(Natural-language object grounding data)
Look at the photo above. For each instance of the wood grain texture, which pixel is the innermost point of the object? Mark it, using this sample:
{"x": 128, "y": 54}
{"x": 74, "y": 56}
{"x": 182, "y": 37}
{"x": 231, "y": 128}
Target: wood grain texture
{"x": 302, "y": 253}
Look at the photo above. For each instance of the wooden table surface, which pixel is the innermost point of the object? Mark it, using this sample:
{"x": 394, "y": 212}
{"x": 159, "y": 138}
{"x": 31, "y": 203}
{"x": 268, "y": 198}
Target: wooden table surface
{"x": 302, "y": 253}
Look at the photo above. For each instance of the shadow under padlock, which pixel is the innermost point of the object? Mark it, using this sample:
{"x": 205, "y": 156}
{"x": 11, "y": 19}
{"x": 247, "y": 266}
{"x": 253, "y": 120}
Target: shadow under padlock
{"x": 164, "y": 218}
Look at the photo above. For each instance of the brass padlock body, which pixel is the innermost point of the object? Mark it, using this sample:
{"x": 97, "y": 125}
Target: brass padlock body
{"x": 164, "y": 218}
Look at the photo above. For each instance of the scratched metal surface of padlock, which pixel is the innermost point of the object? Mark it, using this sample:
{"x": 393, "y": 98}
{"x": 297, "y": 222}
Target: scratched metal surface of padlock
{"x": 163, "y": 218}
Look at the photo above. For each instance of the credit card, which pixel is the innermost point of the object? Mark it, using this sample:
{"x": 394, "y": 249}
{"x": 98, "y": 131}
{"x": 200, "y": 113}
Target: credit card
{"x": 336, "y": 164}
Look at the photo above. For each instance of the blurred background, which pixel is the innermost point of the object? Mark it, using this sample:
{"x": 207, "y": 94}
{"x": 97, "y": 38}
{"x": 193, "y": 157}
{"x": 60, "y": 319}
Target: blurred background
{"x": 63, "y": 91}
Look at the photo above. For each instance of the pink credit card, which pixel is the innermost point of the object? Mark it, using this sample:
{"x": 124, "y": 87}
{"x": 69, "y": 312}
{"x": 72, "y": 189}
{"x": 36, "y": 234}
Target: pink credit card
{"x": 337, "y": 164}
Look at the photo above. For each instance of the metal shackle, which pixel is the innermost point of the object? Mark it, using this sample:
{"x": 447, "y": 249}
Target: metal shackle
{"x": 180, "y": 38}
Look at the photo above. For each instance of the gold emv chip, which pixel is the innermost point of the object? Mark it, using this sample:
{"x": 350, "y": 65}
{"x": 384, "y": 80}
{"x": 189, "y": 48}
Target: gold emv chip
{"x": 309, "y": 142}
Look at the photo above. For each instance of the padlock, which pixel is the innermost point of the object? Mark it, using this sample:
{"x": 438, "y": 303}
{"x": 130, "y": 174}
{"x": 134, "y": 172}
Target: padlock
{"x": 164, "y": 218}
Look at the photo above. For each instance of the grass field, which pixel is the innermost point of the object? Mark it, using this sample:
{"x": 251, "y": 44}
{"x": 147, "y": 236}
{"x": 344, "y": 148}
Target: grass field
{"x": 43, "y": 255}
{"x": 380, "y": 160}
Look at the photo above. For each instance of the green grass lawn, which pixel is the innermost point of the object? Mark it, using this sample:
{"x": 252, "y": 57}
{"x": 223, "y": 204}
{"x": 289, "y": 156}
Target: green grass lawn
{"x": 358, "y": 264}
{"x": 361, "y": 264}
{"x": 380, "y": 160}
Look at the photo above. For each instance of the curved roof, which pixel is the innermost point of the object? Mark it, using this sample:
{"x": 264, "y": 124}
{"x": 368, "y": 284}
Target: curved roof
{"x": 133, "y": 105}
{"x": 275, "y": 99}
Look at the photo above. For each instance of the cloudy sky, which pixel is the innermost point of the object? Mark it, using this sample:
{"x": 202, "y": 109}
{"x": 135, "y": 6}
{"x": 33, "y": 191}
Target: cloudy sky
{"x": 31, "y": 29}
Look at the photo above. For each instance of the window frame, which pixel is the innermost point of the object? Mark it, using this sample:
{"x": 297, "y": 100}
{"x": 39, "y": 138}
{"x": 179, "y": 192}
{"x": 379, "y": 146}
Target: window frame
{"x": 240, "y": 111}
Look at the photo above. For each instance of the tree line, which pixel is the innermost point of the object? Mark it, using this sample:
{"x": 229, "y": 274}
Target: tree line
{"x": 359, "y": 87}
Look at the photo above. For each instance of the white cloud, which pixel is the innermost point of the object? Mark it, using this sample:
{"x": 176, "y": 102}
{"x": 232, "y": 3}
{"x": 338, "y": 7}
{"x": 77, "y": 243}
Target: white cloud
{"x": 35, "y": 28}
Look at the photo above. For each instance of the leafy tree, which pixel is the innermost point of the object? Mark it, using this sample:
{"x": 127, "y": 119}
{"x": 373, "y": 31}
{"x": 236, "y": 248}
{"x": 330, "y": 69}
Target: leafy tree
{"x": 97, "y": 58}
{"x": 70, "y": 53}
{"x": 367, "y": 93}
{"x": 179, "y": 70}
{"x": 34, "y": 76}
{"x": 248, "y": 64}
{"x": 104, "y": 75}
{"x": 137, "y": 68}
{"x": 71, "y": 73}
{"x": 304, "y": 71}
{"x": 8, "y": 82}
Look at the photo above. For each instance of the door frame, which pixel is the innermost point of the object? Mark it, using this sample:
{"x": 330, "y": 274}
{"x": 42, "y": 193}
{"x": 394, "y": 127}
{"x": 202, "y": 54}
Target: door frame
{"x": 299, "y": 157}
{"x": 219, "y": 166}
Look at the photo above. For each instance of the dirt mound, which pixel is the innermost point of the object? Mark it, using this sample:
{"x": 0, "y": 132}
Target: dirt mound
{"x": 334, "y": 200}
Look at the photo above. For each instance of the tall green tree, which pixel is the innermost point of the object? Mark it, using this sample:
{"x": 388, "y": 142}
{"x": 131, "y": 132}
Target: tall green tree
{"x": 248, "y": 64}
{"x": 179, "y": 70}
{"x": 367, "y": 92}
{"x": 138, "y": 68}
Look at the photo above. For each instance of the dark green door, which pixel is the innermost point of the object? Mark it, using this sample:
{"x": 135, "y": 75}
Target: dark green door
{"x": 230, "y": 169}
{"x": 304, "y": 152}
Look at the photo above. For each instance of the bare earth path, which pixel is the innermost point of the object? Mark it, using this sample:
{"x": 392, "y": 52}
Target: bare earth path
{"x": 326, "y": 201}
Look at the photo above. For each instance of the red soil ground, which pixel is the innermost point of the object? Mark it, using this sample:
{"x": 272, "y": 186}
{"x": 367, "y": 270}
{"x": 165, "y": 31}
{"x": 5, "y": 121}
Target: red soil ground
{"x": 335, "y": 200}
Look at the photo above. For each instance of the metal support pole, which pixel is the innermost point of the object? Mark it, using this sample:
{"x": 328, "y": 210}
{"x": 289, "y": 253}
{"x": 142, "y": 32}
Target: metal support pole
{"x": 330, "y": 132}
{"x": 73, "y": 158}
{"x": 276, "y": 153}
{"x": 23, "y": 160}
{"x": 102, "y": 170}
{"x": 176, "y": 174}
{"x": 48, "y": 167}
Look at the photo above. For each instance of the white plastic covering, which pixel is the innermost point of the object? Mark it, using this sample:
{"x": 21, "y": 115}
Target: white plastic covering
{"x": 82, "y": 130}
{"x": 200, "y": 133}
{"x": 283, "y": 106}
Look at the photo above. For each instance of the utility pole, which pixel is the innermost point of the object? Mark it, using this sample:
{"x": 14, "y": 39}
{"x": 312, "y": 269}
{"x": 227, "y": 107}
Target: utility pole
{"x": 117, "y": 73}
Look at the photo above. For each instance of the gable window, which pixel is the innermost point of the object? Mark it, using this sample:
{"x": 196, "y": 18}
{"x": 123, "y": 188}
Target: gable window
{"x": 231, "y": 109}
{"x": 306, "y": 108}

§ **Assignment**
Write each entry out again, exactly as it reads above.

§ **Completed task**
Look at the photo above. For each instance of the wood grain texture, which pixel is the innermost point of the object? Mark it, using this sample:
{"x": 128, "y": 54}
{"x": 74, "y": 56}
{"x": 182, "y": 37}
{"x": 231, "y": 128}
Target: wood grain texture
{"x": 302, "y": 253}
Look at the photo above. For each instance of the wooden table surface, which pixel is the innermost point of the object? Mark it, using this sample:
{"x": 394, "y": 212}
{"x": 159, "y": 138}
{"x": 31, "y": 203}
{"x": 268, "y": 198}
Target: wooden table surface
{"x": 302, "y": 253}
Look at the photo above. For each instance of the shadow under padlock, which pixel is the innermost point of the object? Mark it, using this sample:
{"x": 205, "y": 156}
{"x": 11, "y": 19}
{"x": 247, "y": 266}
{"x": 253, "y": 120}
Target: shadow under padlock
{"x": 164, "y": 218}
Look at the photo above. For each instance of the brass padlock body, which pixel is the innermost point of the object? Mark it, using this sample:
{"x": 97, "y": 125}
Target: brass padlock body
{"x": 164, "y": 218}
Look at the photo above. For each instance of the scratched metal surface of padlock, which pixel is the innermost point of the object? Mark it, using this sample:
{"x": 393, "y": 98}
{"x": 297, "y": 222}
Target: scratched metal surface of padlock
{"x": 163, "y": 218}
Look at the photo above. For each instance of the credit card, which pixel is the innermost point of the object? Mark it, using this sample:
{"x": 394, "y": 249}
{"x": 98, "y": 131}
{"x": 200, "y": 113}
Target: credit card
{"x": 336, "y": 164}
Look at the photo above. For each instance of the blurred background, which pixel is the innermost point of the object? Mark it, using this sample:
{"x": 207, "y": 94}
{"x": 97, "y": 38}
{"x": 193, "y": 157}
{"x": 60, "y": 319}
Target: blurred background
{"x": 63, "y": 91}
Look at the photo above. For each instance of the pink credit card, which pixel is the innermost point of the object? Mark it, using this sample:
{"x": 124, "y": 87}
{"x": 69, "y": 312}
{"x": 72, "y": 189}
{"x": 36, "y": 234}
Target: pink credit card
{"x": 337, "y": 164}
Look at the photo above. For each instance of the metal shackle, which pixel is the innermost point of the object? Mark it, using this sample:
{"x": 447, "y": 249}
Target: metal shackle
{"x": 180, "y": 38}
Look at the photo above. For each instance of the gold emv chip, which pixel is the innermost point of the object? Mark it, using this sample:
{"x": 350, "y": 65}
{"x": 384, "y": 80}
{"x": 189, "y": 48}
Target: gold emv chip
{"x": 309, "y": 142}
Look at the photo above. For each instance of the padlock, which pixel is the innermost point of the object? Mark it, using this sample:
{"x": 438, "y": 303}
{"x": 130, "y": 174}
{"x": 134, "y": 172}
Target: padlock
{"x": 164, "y": 218}
Look at the photo above. For each instance of the grass field, which pixel is the innermost point of the object? Mark it, using this sample:
{"x": 251, "y": 44}
{"x": 147, "y": 236}
{"x": 344, "y": 148}
Target: grass field
{"x": 43, "y": 255}
{"x": 380, "y": 160}
Look at the photo above. For each instance of the green grass lawn, which pixel is the innermost point of the object? Mark it, using this sample:
{"x": 252, "y": 57}
{"x": 223, "y": 204}
{"x": 289, "y": 156}
Target: green grass lawn
{"x": 358, "y": 264}
{"x": 361, "y": 264}
{"x": 380, "y": 160}
Look at the photo above. For each instance of the curved roof, which pixel is the innermost point of the object? Mark it, using this sample:
{"x": 264, "y": 124}
{"x": 368, "y": 284}
Target: curved roof
{"x": 133, "y": 105}
{"x": 275, "y": 99}
Look at the photo above. For each instance of the cloudy sky, which pixel is the innermost point of the object? Mark it, using this sample:
{"x": 202, "y": 109}
{"x": 135, "y": 6}
{"x": 33, "y": 191}
Target: cloudy sky
{"x": 31, "y": 29}
Look at the photo above. For each instance of the window frame, which pixel is the innermost point of the object? Mark it, using this sample:
{"x": 297, "y": 100}
{"x": 39, "y": 138}
{"x": 179, "y": 192}
{"x": 379, "y": 146}
Target: window frame
{"x": 240, "y": 111}
Look at the photo above. For each instance of the tree line, which pixel is the innermost point of the object? Mark it, using this sample:
{"x": 229, "y": 274}
Target: tree line
{"x": 359, "y": 87}
Look at the photo above. For each instance of the white cloud, which pixel is the innermost point of the object? Mark it, using this sample:
{"x": 176, "y": 102}
{"x": 232, "y": 3}
{"x": 338, "y": 7}
{"x": 77, "y": 243}
Target: white cloud
{"x": 35, "y": 28}
Look at the photo above. For each instance of the leafy tree, which pixel is the innermost point of the object? Mark it, using this sample:
{"x": 127, "y": 119}
{"x": 373, "y": 31}
{"x": 236, "y": 248}
{"x": 330, "y": 69}
Target: leafy tree
{"x": 97, "y": 58}
{"x": 70, "y": 53}
{"x": 367, "y": 93}
{"x": 179, "y": 70}
{"x": 34, "y": 76}
{"x": 248, "y": 64}
{"x": 104, "y": 75}
{"x": 137, "y": 68}
{"x": 71, "y": 73}
{"x": 304, "y": 71}
{"x": 8, "y": 82}
Look at the photo above. For each instance of the door frame, which pixel is the innermost point of the object? Mark it, using this sample:
{"x": 330, "y": 274}
{"x": 42, "y": 193}
{"x": 394, "y": 127}
{"x": 202, "y": 54}
Target: door frame
{"x": 299, "y": 157}
{"x": 219, "y": 166}
Look at the photo above. For each instance of the dirt mound, which pixel is the innermost point of the object? Mark it, using this sample:
{"x": 0, "y": 132}
Target: dirt mound
{"x": 334, "y": 200}
Look at the photo above. For each instance of the tall green tree, which pixel is the innermost point of the object? Mark it, using this sample:
{"x": 388, "y": 142}
{"x": 131, "y": 132}
Target: tall green tree
{"x": 248, "y": 64}
{"x": 179, "y": 70}
{"x": 367, "y": 92}
{"x": 138, "y": 68}
Look at the photo above. For each instance of the dark green door, which pixel is the innermost point of the object? Mark it, using this sample:
{"x": 135, "y": 75}
Target: dark green door
{"x": 230, "y": 169}
{"x": 304, "y": 152}
Look at the photo above. For each instance of the bare earth path, which pixel is the innermost point of the object? Mark it, using this sample:
{"x": 392, "y": 52}
Target: bare earth path
{"x": 326, "y": 201}
Look at the photo above. For each instance of the red soil ground, which pixel is the innermost point of the object? Mark it, using this sample:
{"x": 272, "y": 186}
{"x": 367, "y": 270}
{"x": 165, "y": 31}
{"x": 5, "y": 121}
Target: red soil ground
{"x": 335, "y": 200}
Look at the photo above. For each instance of the metal support pole, which pixel is the innermost point of the object? Mark it, using this sample:
{"x": 328, "y": 210}
{"x": 289, "y": 253}
{"x": 142, "y": 32}
Target: metal support pole
{"x": 330, "y": 132}
{"x": 73, "y": 158}
{"x": 276, "y": 153}
{"x": 23, "y": 160}
{"x": 102, "y": 170}
{"x": 176, "y": 174}
{"x": 48, "y": 167}
Look at the photo above. For each instance of the white plastic covering, which pixel is the innermost point of the object? Mark it, using this sample:
{"x": 21, "y": 115}
Target: white plastic covering
{"x": 82, "y": 130}
{"x": 200, "y": 133}
{"x": 283, "y": 106}
Look at the photo above. For each instance of the utility pole, which pixel is the innermost point of the object? Mark it, using this sample:
{"x": 14, "y": 39}
{"x": 312, "y": 269}
{"x": 227, "y": 107}
Target: utility pole
{"x": 117, "y": 73}
Look at the photo above. For each instance of the gable window, which pixel is the innermost point of the object? Mark it, using this sample:
{"x": 196, "y": 18}
{"x": 123, "y": 188}
Target: gable window
{"x": 231, "y": 109}
{"x": 306, "y": 108}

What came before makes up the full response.